I think that it’s interesting that so many blends that include a mystery go self-consciously for the trappings of a particular subgenre: noir.  Although non-readers think noir is all about film, but the dark, cynical and fatalistic tone that directors brought to the many, many film noir movies from the 40s and 50s  is equally present in books from the same era. But I think we can thank film for locking in the imagery of a lone investigator in a trench coat, beset by femme fatales and double-crossed by those he trusts most. The reason we continue to see mysteries with these elements is because 1) They WORK. Dark brooding protagonists working slightly outside the law and with the rich and powerful arrayed against them are crazy appealing.  2) You can use small cues like a fedora to conjure up a whole mood. Shortcuts are awesome.
######
INSTRUCTIONS FOR THE TASK –
Reproduce the passage on noir starting at "I think that" and ending at "Shortcuts are awesome.", changing "fedora" to "trench coat".

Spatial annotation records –
######
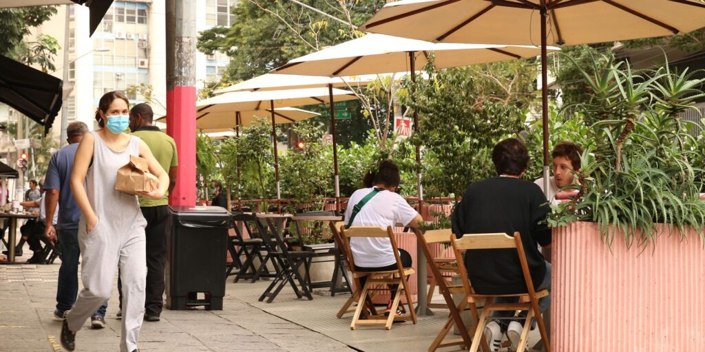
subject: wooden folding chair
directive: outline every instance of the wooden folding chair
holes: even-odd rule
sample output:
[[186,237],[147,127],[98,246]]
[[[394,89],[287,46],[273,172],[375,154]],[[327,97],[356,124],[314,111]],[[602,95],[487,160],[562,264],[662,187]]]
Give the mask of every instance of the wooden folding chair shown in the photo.
[[276,244],[274,244],[276,246],[272,247],[269,253],[272,254],[273,260],[278,264],[281,270],[259,296],[259,301],[262,302],[266,298],[266,302],[271,303],[287,283],[293,289],[298,298],[305,296],[309,301],[312,300],[313,296],[311,296],[307,280],[305,276],[299,272],[299,269],[303,268],[305,263],[313,258],[314,254],[308,251],[290,250],[272,219],[266,218],[265,220],[269,232],[269,233],[266,231],[262,232],[262,240],[264,243]]
[[[353,303],[356,302],[360,298],[360,291],[362,290],[362,285],[360,283],[360,277],[353,277],[352,279],[355,281],[355,289],[353,290],[352,285],[350,283],[350,279],[348,279],[348,274],[345,272],[346,267],[348,268],[348,270],[349,270],[351,273],[355,272],[355,268],[353,268],[350,264],[352,263],[352,254],[348,251],[348,249],[345,246],[345,241],[343,239],[343,237],[340,232],[341,229],[345,226],[345,222],[342,221],[331,222],[329,226],[331,227],[331,232],[333,234],[333,239],[336,241],[336,245],[338,247],[338,252],[340,253],[340,257],[338,257],[338,260],[336,262],[336,271],[333,273],[333,284],[335,284],[335,282],[337,281],[335,278],[335,275],[338,272],[338,270],[340,270],[341,275],[343,275],[343,278],[345,279],[348,287],[350,288],[350,292],[352,294],[350,297],[348,298],[348,301],[345,301],[345,304],[343,305],[341,310],[338,311],[338,314],[336,315],[336,316],[340,319],[341,318],[343,318],[343,315],[355,311],[357,307],[353,306],[352,308],[350,308],[350,306],[352,306]],[[374,303],[372,303],[372,298],[374,296],[376,293],[376,291],[369,291],[367,294],[367,309],[375,315],[377,313],[374,308]],[[364,310],[363,314],[365,317],[367,317],[367,310]]]
[[[529,271],[526,253],[524,253],[524,246],[522,244],[522,238],[519,232],[515,232],[514,237],[510,237],[505,233],[465,234],[460,239],[453,239],[452,244],[453,252],[458,260],[458,268],[460,270],[460,277],[462,278],[463,289],[467,296],[467,303],[469,304],[474,304],[479,301],[484,301],[484,308],[482,309],[482,314],[480,315],[479,321],[477,325],[470,352],[476,352],[479,348],[481,337],[482,336],[482,332],[484,329],[488,318],[490,313],[498,310],[513,312],[517,310],[527,311],[526,320],[524,322],[524,329],[519,340],[517,352],[524,352],[527,347],[527,339],[529,336],[529,331],[531,330],[532,319],[536,319],[539,325],[539,332],[541,333],[541,337],[544,340],[545,351],[551,351],[548,334],[546,330],[546,326],[544,325],[544,319],[541,315],[541,310],[539,308],[539,298],[548,296],[548,291],[543,289],[537,292],[534,289],[534,283],[532,282],[531,272]],[[476,294],[473,291],[472,287],[470,287],[465,267],[462,265],[462,256],[460,251],[469,249],[515,249],[517,250],[517,255],[519,256],[519,262],[522,267],[522,272],[524,275],[524,279],[527,284],[527,291],[516,294]],[[465,255],[469,256],[471,254],[467,253]],[[519,298],[519,303],[494,303],[494,299],[497,297],[517,297]]]
[[[235,230],[235,236],[230,237],[230,244],[228,251],[230,256],[233,257],[233,263],[228,267],[226,277],[231,274],[236,275],[233,282],[237,282],[240,279],[254,278],[257,273],[257,268],[255,266],[255,258],[259,259],[259,263],[264,261],[262,256],[263,241],[261,238],[256,238],[252,236],[252,232],[248,222],[255,223],[257,218],[250,214],[233,214],[233,223]],[[243,235],[240,225],[243,229],[247,229],[250,234],[250,238],[246,239]],[[240,258],[245,257],[245,262],[240,260]],[[232,272],[233,269],[239,269],[237,272]]]
[[[381,227],[373,226],[353,226],[348,230],[342,229],[341,232],[341,238],[345,243],[345,250],[348,253],[352,254],[350,244],[348,240],[350,237],[387,237],[391,242],[392,249],[394,251],[394,258],[396,259],[397,269],[388,271],[372,271],[372,272],[358,272],[355,269],[355,260],[351,255],[348,258],[350,268],[352,271],[352,277],[358,279],[356,283],[359,284],[360,277],[367,277],[364,287],[360,292],[360,299],[357,301],[357,306],[355,308],[355,315],[352,316],[352,322],[350,323],[350,329],[354,330],[358,325],[384,325],[387,330],[391,329],[392,323],[395,320],[411,320],[416,324],[416,311],[414,310],[414,303],[411,301],[411,294],[409,293],[409,284],[406,281],[407,276],[416,272],[413,268],[403,268],[401,259],[399,258],[399,249],[397,247],[396,240],[394,239],[394,232],[392,227],[387,227],[386,231]],[[391,312],[388,317],[373,314],[367,317],[366,319],[360,319],[360,313],[362,313],[362,307],[365,306],[365,302],[368,298],[368,293],[370,290],[379,290],[381,289],[373,289],[374,285],[390,285],[396,284],[397,290],[394,295],[394,300],[392,301],[392,306],[390,308]],[[407,314],[401,316],[396,316],[397,308],[401,301],[401,293],[404,291],[406,296],[406,301],[409,305]]]
[[[446,304],[443,305],[443,307],[447,308],[450,310],[448,321],[446,322],[446,325],[443,325],[443,329],[441,329],[441,332],[439,332],[436,339],[431,344],[431,346],[429,346],[429,352],[433,352],[438,348],[452,346],[461,346],[463,349],[467,349],[470,347],[470,334],[473,332],[468,331],[467,327],[462,322],[462,318],[460,318],[460,313],[467,308],[467,306],[470,306],[470,309],[474,320],[474,327],[477,325],[477,307],[474,303],[468,304],[465,296],[465,291],[462,284],[448,284],[445,277],[443,276],[442,271],[450,271],[452,270],[453,272],[459,272],[458,269],[458,263],[455,258],[443,258],[443,260],[436,260],[436,258],[434,258],[429,248],[429,244],[447,244],[450,246],[450,241],[455,237],[455,235],[453,234],[453,231],[450,229],[429,230],[424,234],[422,234],[417,230],[414,230],[414,233],[416,234],[417,241],[421,244],[421,249],[424,252],[424,255],[426,256],[426,259],[428,261],[429,267],[431,268],[434,279],[437,282],[439,291],[446,300]],[[452,260],[452,263],[446,259]],[[461,263],[460,265],[462,265],[462,263]],[[431,291],[429,293],[433,294],[433,291]],[[463,299],[460,300],[460,303],[457,306],[453,300],[452,295],[453,294],[463,296]],[[428,301],[431,301],[430,298]],[[460,331],[460,339],[444,341],[446,337],[453,327],[457,327],[458,331]],[[489,351],[486,346],[487,345],[485,341],[483,343],[483,348],[485,351]]]

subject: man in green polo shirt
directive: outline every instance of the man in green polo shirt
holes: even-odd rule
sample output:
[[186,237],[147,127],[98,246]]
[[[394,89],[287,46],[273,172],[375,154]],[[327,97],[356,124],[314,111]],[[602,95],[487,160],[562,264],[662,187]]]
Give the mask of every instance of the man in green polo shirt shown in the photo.
[[[145,320],[159,321],[164,306],[164,266],[166,264],[166,239],[168,237],[168,196],[176,184],[176,144],[171,137],[152,125],[154,113],[146,103],[137,104],[130,111],[130,130],[147,144],[157,161],[169,173],[169,189],[158,201],[140,197],[140,207],[147,219],[147,294]],[[118,285],[120,289],[121,285]],[[122,294],[121,292],[121,303]],[[121,304],[121,311],[122,311]]]

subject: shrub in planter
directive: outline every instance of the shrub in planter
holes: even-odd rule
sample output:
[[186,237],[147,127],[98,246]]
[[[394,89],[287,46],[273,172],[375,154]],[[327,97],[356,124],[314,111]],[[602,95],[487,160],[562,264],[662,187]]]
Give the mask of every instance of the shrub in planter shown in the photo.
[[[693,167],[699,156],[679,114],[705,96],[705,80],[667,66],[635,70],[611,58],[594,68],[582,70],[591,99],[570,109],[582,116],[591,141],[582,186],[571,187],[578,196],[556,207],[549,224],[596,222],[608,244],[623,234],[627,246],[654,245],[658,233],[685,234],[687,226],[703,236],[705,202]],[[658,230],[658,222],[668,225]]]

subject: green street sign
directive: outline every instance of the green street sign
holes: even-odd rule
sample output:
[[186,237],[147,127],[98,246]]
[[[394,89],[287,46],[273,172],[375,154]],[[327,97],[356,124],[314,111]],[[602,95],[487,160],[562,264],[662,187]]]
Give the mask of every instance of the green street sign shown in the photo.
[[350,120],[352,115],[348,109],[336,110],[336,119],[337,120]]

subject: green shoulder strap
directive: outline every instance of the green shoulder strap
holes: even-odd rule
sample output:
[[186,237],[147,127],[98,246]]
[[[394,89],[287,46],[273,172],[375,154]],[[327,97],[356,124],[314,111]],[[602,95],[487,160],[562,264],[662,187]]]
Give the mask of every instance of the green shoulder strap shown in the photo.
[[357,203],[352,207],[352,213],[350,213],[350,220],[348,221],[347,224],[345,224],[345,230],[349,229],[352,225],[352,220],[355,220],[355,217],[358,213],[360,213],[360,209],[362,209],[362,207],[367,203],[367,201],[372,199],[374,196],[377,195],[377,194],[381,191],[382,191],[382,189],[374,187],[372,189],[372,191],[368,193],[367,196],[362,198],[362,200],[357,202]]

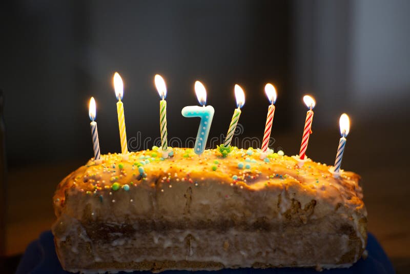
######
TASK ANSWER –
I think that it’s interesting that so many blends that include a mystery go self-consciously for the trappings of a particular subgenre: noir.  Although non-readers think noir is all about film, but the dark, cynical and fatalistic tone that directors brought to the many, many film noir movies from the 40s and 50s  is equally present in books from the same era. But I think we can thank film for locking in the imagery of a lone investigator in a trench coat, beset by femme fatales and double-crossed by those he trusts most. The reason we continue to see mysteries with these elements is because 1) They WORK. Dark brooding protagonists working slightly outside the law and with the rich and powerful arrayed against them are crazy appealing.  2) You can use small cues like a trench coat to conjure up a whole mood. Shortcuts are awesome.